═════ RECORDS TO USE ═════
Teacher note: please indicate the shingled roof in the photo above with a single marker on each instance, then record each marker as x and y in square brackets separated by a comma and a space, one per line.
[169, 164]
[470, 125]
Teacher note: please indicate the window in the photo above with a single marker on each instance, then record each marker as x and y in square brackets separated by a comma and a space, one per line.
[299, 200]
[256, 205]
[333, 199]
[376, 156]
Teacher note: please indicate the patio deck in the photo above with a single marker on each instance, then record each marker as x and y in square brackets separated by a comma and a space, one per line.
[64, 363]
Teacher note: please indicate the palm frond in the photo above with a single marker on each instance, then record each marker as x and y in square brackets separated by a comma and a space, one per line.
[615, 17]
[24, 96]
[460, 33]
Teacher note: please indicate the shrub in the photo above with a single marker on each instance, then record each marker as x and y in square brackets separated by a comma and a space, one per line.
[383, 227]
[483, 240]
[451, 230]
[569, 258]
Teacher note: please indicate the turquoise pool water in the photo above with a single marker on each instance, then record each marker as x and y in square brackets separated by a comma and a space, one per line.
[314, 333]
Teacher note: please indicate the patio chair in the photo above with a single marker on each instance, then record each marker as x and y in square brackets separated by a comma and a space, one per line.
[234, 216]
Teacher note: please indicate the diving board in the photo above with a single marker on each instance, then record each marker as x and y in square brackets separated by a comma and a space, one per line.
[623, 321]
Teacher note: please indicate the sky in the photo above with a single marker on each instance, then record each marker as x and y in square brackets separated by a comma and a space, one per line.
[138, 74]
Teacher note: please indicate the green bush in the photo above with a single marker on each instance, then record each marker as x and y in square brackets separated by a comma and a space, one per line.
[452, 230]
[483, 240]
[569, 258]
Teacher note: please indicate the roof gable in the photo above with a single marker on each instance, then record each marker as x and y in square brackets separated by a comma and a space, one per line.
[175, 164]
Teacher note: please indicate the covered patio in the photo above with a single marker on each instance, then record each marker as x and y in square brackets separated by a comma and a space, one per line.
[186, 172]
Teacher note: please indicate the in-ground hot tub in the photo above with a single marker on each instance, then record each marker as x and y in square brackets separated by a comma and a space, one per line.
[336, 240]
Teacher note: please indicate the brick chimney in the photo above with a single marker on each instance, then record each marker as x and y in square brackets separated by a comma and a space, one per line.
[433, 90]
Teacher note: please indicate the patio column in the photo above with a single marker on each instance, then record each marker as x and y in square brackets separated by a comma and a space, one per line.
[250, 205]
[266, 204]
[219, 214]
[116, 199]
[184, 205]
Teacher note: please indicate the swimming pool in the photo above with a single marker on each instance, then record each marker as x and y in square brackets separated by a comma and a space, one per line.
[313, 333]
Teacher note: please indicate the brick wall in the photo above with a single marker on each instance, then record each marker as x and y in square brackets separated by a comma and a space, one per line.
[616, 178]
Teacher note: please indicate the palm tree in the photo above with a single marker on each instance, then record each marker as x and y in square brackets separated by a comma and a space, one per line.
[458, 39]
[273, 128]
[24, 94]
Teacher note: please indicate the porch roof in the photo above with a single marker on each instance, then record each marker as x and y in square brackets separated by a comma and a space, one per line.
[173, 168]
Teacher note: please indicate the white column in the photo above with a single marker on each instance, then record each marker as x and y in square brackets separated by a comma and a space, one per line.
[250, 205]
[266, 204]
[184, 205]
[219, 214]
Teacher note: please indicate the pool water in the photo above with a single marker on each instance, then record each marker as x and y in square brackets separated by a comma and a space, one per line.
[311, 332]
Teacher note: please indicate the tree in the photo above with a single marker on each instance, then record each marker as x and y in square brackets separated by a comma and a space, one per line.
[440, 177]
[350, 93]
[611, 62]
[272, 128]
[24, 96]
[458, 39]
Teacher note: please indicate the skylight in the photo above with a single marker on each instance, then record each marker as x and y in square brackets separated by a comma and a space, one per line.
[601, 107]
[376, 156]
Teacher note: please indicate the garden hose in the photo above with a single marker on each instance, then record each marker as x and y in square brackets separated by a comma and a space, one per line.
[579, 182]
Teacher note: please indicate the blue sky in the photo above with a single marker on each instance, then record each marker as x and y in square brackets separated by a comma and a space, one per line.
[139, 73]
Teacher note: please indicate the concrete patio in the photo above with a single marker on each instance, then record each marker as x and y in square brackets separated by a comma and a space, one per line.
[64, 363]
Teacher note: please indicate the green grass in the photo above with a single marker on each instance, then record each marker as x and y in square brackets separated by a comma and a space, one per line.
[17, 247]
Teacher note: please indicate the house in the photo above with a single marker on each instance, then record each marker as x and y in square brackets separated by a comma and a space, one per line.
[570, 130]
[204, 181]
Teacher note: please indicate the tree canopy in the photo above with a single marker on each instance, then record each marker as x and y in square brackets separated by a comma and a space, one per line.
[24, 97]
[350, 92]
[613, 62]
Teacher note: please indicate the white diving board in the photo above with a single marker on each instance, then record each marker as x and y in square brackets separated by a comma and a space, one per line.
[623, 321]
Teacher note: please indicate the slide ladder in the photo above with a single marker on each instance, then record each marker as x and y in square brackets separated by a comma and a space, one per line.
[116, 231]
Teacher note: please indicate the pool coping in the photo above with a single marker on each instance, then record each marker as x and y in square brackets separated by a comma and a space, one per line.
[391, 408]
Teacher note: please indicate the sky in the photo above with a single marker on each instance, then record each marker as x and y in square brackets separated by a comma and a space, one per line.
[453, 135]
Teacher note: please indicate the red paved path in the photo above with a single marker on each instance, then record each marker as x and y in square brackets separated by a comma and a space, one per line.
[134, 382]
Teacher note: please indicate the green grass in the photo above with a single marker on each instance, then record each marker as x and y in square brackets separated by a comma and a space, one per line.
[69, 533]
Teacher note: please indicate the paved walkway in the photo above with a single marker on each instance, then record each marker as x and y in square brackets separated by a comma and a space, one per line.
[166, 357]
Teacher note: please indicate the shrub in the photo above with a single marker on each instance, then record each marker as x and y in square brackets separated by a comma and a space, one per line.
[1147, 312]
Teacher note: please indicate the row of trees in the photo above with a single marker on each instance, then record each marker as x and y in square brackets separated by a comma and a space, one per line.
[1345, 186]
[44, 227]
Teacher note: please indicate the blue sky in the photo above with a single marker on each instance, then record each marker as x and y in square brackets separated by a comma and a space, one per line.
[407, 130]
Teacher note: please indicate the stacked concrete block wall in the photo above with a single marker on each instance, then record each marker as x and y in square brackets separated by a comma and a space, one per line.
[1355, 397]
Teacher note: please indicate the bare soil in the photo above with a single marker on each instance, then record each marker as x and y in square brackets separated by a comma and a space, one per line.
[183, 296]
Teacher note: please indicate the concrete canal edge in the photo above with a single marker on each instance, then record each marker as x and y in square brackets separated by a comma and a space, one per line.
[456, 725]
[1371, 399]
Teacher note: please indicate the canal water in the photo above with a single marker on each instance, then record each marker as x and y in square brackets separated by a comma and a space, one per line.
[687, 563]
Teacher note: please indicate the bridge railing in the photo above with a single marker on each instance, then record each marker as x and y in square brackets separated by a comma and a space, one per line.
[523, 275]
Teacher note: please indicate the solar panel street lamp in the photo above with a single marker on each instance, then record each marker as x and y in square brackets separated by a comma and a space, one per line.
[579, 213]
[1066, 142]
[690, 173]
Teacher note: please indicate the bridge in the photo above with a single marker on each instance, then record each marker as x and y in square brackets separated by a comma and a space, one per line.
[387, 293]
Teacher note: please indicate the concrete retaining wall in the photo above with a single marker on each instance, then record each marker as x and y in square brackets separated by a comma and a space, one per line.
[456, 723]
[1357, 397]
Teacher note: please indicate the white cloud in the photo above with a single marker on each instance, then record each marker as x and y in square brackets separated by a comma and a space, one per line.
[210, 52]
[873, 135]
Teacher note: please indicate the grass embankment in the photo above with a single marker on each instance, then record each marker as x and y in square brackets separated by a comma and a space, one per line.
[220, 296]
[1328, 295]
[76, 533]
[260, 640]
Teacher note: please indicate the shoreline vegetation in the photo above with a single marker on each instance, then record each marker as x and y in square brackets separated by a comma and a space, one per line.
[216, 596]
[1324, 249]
═════
WORK TO DO:
Your task is to write out the lines from the one with "Teacher note: please indicate the white cloud" through the end of the records, exactly and with nothing added.

RESPONSE BELOW:
Teacher note: please indicate the white cloud in the photo above with a single marker on each instance, then record each marker as x and y in square brackets separated by a comma and a space, one per line.
[210, 52]
[873, 135]
Teacher note: please indicate the grass embankment in the photo above with a single marker on each instance, then record each marker as x and y in square brackets separated by a comma and a space, one per line.
[220, 296]
[1328, 295]
[76, 533]
[260, 640]
Teacher note: please indicate the shoreline vegetation in the photo above with a single marker on each instance, then record each marker as x and y in square brackets separated by a comma and a space, one per line.
[216, 596]
[1324, 249]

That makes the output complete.